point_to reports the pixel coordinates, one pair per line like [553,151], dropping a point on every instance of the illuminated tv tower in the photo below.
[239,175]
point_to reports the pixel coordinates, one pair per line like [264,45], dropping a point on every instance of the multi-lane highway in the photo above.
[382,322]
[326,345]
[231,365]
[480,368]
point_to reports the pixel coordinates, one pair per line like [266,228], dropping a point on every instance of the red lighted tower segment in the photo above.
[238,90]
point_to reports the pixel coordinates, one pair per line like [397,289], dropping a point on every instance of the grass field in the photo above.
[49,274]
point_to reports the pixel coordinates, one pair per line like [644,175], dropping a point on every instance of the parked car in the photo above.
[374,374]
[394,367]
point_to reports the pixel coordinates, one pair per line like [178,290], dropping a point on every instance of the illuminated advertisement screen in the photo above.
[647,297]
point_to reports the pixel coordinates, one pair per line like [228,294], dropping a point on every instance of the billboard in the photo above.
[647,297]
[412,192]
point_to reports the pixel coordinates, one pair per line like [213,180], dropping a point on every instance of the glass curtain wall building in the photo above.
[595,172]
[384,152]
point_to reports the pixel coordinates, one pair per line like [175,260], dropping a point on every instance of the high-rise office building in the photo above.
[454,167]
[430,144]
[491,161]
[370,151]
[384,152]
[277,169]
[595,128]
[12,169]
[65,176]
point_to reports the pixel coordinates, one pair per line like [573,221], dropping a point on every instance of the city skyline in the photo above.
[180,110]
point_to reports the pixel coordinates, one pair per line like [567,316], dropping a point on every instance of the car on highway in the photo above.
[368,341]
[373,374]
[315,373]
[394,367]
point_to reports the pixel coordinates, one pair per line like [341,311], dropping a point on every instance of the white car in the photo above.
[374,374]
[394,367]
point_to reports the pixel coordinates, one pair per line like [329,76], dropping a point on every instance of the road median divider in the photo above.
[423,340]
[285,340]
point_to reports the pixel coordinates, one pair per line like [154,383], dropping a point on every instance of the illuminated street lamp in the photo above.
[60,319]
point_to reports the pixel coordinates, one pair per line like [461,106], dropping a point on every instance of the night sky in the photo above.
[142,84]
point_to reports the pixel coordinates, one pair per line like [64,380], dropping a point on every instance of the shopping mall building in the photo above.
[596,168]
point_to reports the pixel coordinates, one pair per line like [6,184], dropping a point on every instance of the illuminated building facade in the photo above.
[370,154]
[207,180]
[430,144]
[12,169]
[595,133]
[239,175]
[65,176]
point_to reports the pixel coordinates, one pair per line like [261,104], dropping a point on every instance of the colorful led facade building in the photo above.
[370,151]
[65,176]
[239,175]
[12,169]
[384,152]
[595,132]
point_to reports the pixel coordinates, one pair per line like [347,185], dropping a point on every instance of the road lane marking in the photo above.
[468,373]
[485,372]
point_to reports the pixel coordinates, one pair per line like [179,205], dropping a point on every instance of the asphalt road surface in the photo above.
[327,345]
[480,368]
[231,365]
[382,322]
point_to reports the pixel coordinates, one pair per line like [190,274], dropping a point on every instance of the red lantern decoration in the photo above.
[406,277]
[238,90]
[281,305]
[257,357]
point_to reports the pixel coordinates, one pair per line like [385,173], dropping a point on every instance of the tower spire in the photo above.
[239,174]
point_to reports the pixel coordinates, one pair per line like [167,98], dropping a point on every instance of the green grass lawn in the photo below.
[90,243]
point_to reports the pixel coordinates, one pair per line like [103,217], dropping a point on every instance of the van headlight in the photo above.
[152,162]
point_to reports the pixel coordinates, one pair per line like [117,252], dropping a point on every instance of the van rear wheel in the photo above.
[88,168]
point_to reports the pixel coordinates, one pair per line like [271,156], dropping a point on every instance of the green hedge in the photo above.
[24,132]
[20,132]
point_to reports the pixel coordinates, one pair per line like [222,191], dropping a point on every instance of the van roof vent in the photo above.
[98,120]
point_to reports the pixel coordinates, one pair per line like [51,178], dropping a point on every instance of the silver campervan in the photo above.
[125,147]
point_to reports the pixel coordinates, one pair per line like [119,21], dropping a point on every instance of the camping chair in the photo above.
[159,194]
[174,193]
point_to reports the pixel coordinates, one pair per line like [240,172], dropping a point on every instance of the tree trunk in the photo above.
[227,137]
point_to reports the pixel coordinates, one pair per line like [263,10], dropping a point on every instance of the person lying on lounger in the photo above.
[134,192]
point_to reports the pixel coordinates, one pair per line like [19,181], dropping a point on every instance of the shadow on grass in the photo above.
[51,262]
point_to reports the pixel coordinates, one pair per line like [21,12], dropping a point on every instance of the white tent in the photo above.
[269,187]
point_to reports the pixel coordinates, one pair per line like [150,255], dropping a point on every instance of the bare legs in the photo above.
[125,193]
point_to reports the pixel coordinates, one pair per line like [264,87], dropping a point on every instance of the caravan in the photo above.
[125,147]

Action item:
Return all of the data exactly as it reads.

Solution to the exercise:
point_to reports the pixel coordinates, one pair per line like [553,151], dropping a point on every instance of the illuminated tv tower in the photo below.
[239,175]
point_to reports the pixel coordinates, one pair per line like [264,45], dropping a point on every instance of the multi-lane highway in the photo above.
[382,322]
[326,345]
[231,365]
[480,368]
point_to reports the pixel coordinates, one pair per line like [266,228], dropping a point on every instance of the red lighted tower segment in the photo above.
[238,90]
point_to reports the pixel coordinates, one pair per line like [397,289], dropping a point on every instance of the grass field in the photo above.
[49,274]
point_to reports the pixel coordinates, one pair per line like [644,175], dropping a point on every instance of the parked car in the photo above.
[374,374]
[394,367]
point_to reports the pixel coordinates, one pair per line like [178,290], dropping a point on every instance of the illuminated advertisement screen in the photo above.
[647,297]
point_to reports the pixel coordinates, one pair per line like [228,294], dropping a point on every instance of the billboard in the photo above.
[647,297]
[412,192]
point_to reports the pixel coordinates, one pair per line like [213,180], dropping a point on every instance of the glass curtain wall building in the photo above.
[595,172]
[384,152]
point_to reports the pixel coordinates, one pair per line like [175,260], dropping a point on every instance of the high-rise office building in the photo above.
[454,167]
[430,144]
[491,161]
[370,151]
[384,152]
[277,169]
[595,128]
[12,169]
[65,176]
point_to reports the pixel coordinates, one pair per line like [573,221], dropping a point on every instance of the city skyline in the photo above.
[180,110]
point_to reports the pixel coordinates, one pair per line like [567,316], dropping a point on every instance of the car on highway in the photo above.
[368,341]
[373,374]
[315,373]
[394,367]
point_to reports the pixel coordinates, one pair per line like [341,311], dropping a point on every instance of the white car in the photo above.
[374,374]
[394,367]
point_to reports the pixel coordinates, one pair per line like [329,76], dropping a point on every instance of the road median divider in the photo above.
[423,340]
[285,340]
point_to reports the pixel coordinates, one pair per line like [154,383], dropping a point on every instance of the illuminated street lamp in the photo above.
[60,319]
point_to reports the pixel coordinates, one pair per line like [461,106], dropping a point on every instance of the night sky in the photo above.
[142,84]
point_to reports the pixel coordinates, one pair per line like [64,380], dropping a point on every instance of the shopping mall building in the photo above.
[596,168]
point_to reports the pixel coordinates, one pair per line like [6,184], dropping a point on every instance of the illuminated building facade in the photo above.
[370,154]
[207,180]
[430,144]
[12,169]
[595,133]
[239,175]
[65,176]
point_to reports the pixel coordinates, one pair per line like [261,104], dropping a point on every instance of the colorful led facade building in the photo above.
[370,151]
[65,176]
[239,175]
[12,169]
[384,152]
[595,132]
point_to reports the pixel coordinates, one pair per line like [347,185], dropping a point on every instance of the road lane marking in the photo above.
[468,373]
[485,372]
point_to reports the pixel coordinates, one pair per line like [179,205], dropping a point on every instance of the asphalt road surface in the photo above.
[327,345]
[480,368]
[231,365]
[382,322]
point_to reports the pixel coordinates, one pair per line like [190,274], dropping a point on every instance of the red lantern decoration in the photo above.
[406,277]
[238,90]
[281,305]
[257,357]
point_to reports the pixel coordinates, one pair per line like [385,173], dropping a point on every instance of the tower spire in the photo above.
[239,174]
point_to reports the pixel coordinates, one pair per line like [167,98], dropping a point on every instance of the green grass lawn in the photo below.
[90,243]
point_to reports the pixel coordinates, one pair per line like [103,217], dropping a point on every instance of the van headlight in the photo above.
[152,162]
point_to reports the pixel coordinates, one pair per line like [117,252], dropping a point on every instance of the van rear wheel in the photo above.
[88,168]
point_to reports the pixel coordinates, one pair per line like [271,156], dropping a point on every instance of the green hedge in the photo above.
[24,132]
[20,132]
point_to reports the pixel coordinates, one pair per line like [222,191], dropping a point on every instance of the van roof vent in the photo above.
[98,120]
point_to reports the pixel coordinates, one pair per line like [51,178], dropping a point on every instance of the silver campervan in the photo above.
[125,147]
point_to reports the pixel coordinates, one pair per line like [119,21], dropping a point on every instance of the camping chair in the photo above.
[159,194]
[174,193]
point_to reports the pixel coordinates, one pair per line like [240,172], dropping a point on every instance of the tree trunk in the photo above.
[227,137]
point_to reports the pixel coordinates, one pair per line like [263,10], dropping a point on every instance of the person lying on lounger in the photo above.
[134,192]
point_to reports the pixel coordinates, one pair per line like [19,181], dropping a point on every instance of the shadow on grass in the photo above.
[51,262]
point_to reports the pixel coordinates, one pair per line like [21,12], dropping a point on every instance of the white tent in the photo above.
[269,187]
point_to reports the pixel coordinates, one pair per line like [150,255], dropping a point on every instance of the bare legs in the photo above.
[125,193]
point_to reports the pixel coordinates, one pair per line like [264,87], dropping a point on every instance of the caravan in the photo above.
[125,147]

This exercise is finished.